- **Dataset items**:
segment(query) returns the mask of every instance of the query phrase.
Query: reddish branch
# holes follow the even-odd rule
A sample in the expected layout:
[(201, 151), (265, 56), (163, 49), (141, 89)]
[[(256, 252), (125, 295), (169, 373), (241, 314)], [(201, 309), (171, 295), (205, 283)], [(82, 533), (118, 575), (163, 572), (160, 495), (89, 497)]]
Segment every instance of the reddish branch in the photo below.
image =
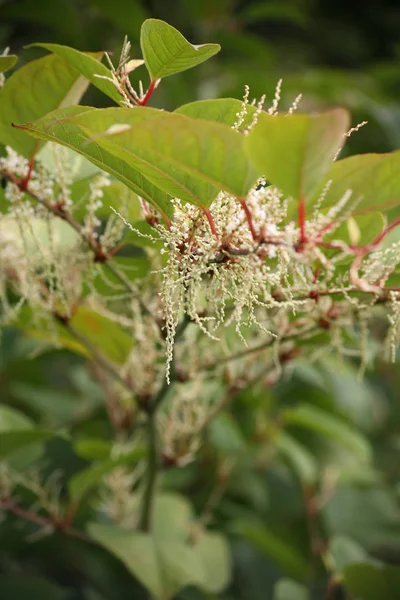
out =
[(143, 99), (140, 101), (140, 106), (146, 106), (146, 104), (148, 103), (148, 101), (150, 100), (154, 90), (157, 87), (157, 79), (153, 79), (150, 82), (150, 85), (148, 87), (148, 90), (146, 92), (146, 94), (144, 95)]
[(67, 514), (64, 519), (56, 519), (50, 515), (45, 517), (36, 512), (18, 506), (11, 497), (4, 497), (0, 498), (0, 510), (4, 510), (15, 515), (16, 517), (19, 517), (20, 519), (23, 519), (24, 521), (28, 521), (42, 528), (51, 529), (53, 531), (62, 531), (66, 535), (80, 540), (89, 539), (82, 531), (71, 527), (71, 517), (73, 517), (73, 515), (69, 515), (69, 509), (67, 510)]

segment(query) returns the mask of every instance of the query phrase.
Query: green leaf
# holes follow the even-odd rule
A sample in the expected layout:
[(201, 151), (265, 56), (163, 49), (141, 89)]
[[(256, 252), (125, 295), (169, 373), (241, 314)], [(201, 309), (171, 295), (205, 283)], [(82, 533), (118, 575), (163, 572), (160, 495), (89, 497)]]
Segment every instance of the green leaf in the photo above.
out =
[(310, 594), (306, 586), (292, 581), (281, 579), (274, 588), (273, 600), (310, 600)]
[(238, 455), (246, 451), (246, 440), (231, 414), (222, 412), (212, 419), (208, 436), (213, 447), (223, 455)]
[(324, 206), (339, 202), (352, 190), (350, 203), (357, 202), (354, 212), (387, 212), (400, 204), (400, 150), (387, 154), (361, 154), (335, 162), (329, 173), (332, 184)]
[(218, 593), (229, 581), (225, 539), (201, 532), (189, 540), (190, 507), (177, 495), (156, 498), (152, 534), (90, 523), (89, 534), (117, 556), (157, 600), (169, 600), (188, 585)]
[[(235, 98), (217, 98), (215, 100), (198, 100), (184, 104), (176, 109), (175, 113), (192, 117), (193, 119), (205, 119), (206, 121), (217, 121), (231, 127), (238, 120), (238, 113), (241, 112), (243, 102)], [(245, 129), (251, 124), (256, 108), (250, 104), (246, 107), (241, 129)]]
[(9, 71), (13, 68), (18, 60), (18, 56), (14, 54), (6, 54), (6, 56), (0, 56), (0, 73)]
[(34, 121), (57, 108), (77, 104), (87, 87), (88, 81), (59, 56), (45, 56), (24, 65), (0, 90), (0, 142), (31, 157), (43, 143), (14, 129), (12, 123)]
[(328, 551), (333, 560), (335, 573), (342, 573), (347, 565), (368, 561), (368, 554), (364, 548), (344, 535), (331, 539)]
[[(44, 48), (53, 54), (57, 54), (63, 58), (68, 64), (74, 67), (81, 75), (86, 77), (95, 87), (102, 91), (106, 96), (114, 100), (117, 104), (120, 104), (123, 100), (122, 96), (118, 94), (116, 87), (106, 79), (96, 77), (101, 75), (102, 77), (111, 77), (111, 71), (100, 60), (102, 59), (104, 52), (98, 52), (95, 55), (79, 52), (74, 48), (68, 46), (61, 46), (60, 44), (30, 44), (27, 46), (39, 46)], [(97, 57), (97, 58), (95, 58)]]
[(345, 588), (359, 600), (397, 600), (399, 597), (398, 567), (349, 565), (343, 575)]
[(230, 530), (249, 541), (262, 554), (272, 558), (293, 577), (299, 579), (306, 577), (308, 565), (303, 556), (296, 551), (292, 544), (278, 537), (258, 520), (237, 520), (232, 524)]
[(51, 429), (22, 429), (15, 431), (3, 431), (0, 436), (0, 461), (12, 456), (21, 449), (46, 442), (54, 437), (55, 432)]
[[(7, 458), (13, 468), (25, 469), (42, 455), (45, 432), (36, 434), (34, 423), (10, 406), (0, 406), (0, 460)], [(54, 435), (52, 433), (51, 435)]]
[(86, 460), (105, 460), (110, 457), (112, 443), (102, 438), (83, 438), (75, 442), (73, 448)]
[[(114, 109), (106, 109), (104, 113), (105, 119), (107, 116), (108, 127), (118, 124), (118, 120), (116, 121), (117, 117), (121, 119), (121, 113), (119, 111), (123, 109), (117, 109), (116, 113), (113, 112), (113, 110)], [(144, 110), (144, 108), (141, 108), (140, 111), (135, 111), (135, 113), (137, 115), (141, 114), (145, 118), (149, 115), (148, 113), (144, 113)], [(150, 109), (146, 109), (146, 111), (147, 110)], [(141, 196), (144, 200), (160, 210), (163, 216), (171, 216), (173, 211), (169, 195), (160, 191), (158, 187), (150, 183), (131, 165), (122, 161), (120, 158), (115, 157), (110, 152), (107, 152), (97, 143), (91, 142), (89, 136), (71, 120), (74, 116), (83, 115), (84, 113), (91, 111), (97, 113), (96, 109), (90, 107), (70, 106), (66, 109), (45, 115), (42, 119), (34, 123), (26, 123), (22, 126), (18, 126), (18, 128), (26, 131), (35, 138), (57, 142), (78, 152), (103, 171), (107, 171), (107, 173), (110, 173), (122, 181), (122, 183), (135, 192), (135, 194)]]
[(94, 466), (88, 467), (79, 471), (76, 475), (71, 477), (68, 482), (68, 490), (70, 498), (73, 502), (80, 500), (85, 494), (87, 494), (92, 488), (97, 486), (100, 481), (112, 473), (118, 467), (124, 465), (132, 465), (138, 462), (145, 456), (145, 450), (143, 447), (136, 448), (132, 452), (119, 456), (118, 458), (110, 458), (104, 460)]
[[(244, 136), (220, 123), (153, 108), (82, 113), (63, 121), (67, 134), (70, 122), (84, 132), (87, 148), (106, 150), (123, 161), (122, 167), (137, 169), (171, 196), (193, 204), (209, 206), (221, 189), (245, 196), (258, 178)], [(119, 131), (119, 125), (125, 129)]]
[(140, 46), (152, 81), (195, 67), (220, 51), (219, 44), (190, 44), (181, 33), (159, 19), (147, 19)]
[(327, 175), (348, 126), (342, 108), (311, 115), (261, 113), (246, 147), (268, 181), (289, 197), (307, 200)]
[(302, 404), (284, 410), (282, 417), (287, 425), (297, 425), (316, 431), (347, 448), (361, 462), (370, 463), (371, 449), (367, 440), (345, 421), (325, 410), (311, 404)]
[(68, 600), (69, 595), (65, 588), (28, 573), (1, 573), (0, 589), (2, 600)]
[[(111, 361), (122, 364), (132, 349), (132, 336), (122, 327), (103, 317), (86, 306), (79, 306), (70, 320), (70, 324), (96, 349)], [(91, 357), (91, 353), (79, 340), (77, 340), (65, 327), (54, 321), (51, 317), (35, 315), (32, 309), (25, 306), (18, 314), (18, 319), (13, 322), (15, 327), (23, 329), (34, 339), (54, 344), (54, 341), (63, 347)]]
[(318, 477), (317, 462), (303, 444), (282, 430), (278, 432), (274, 444), (302, 483), (307, 485), (316, 481)]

- **Activity**: Provide the count of lines above that contain "reddish", without any other words.

- **Exercise response**: 2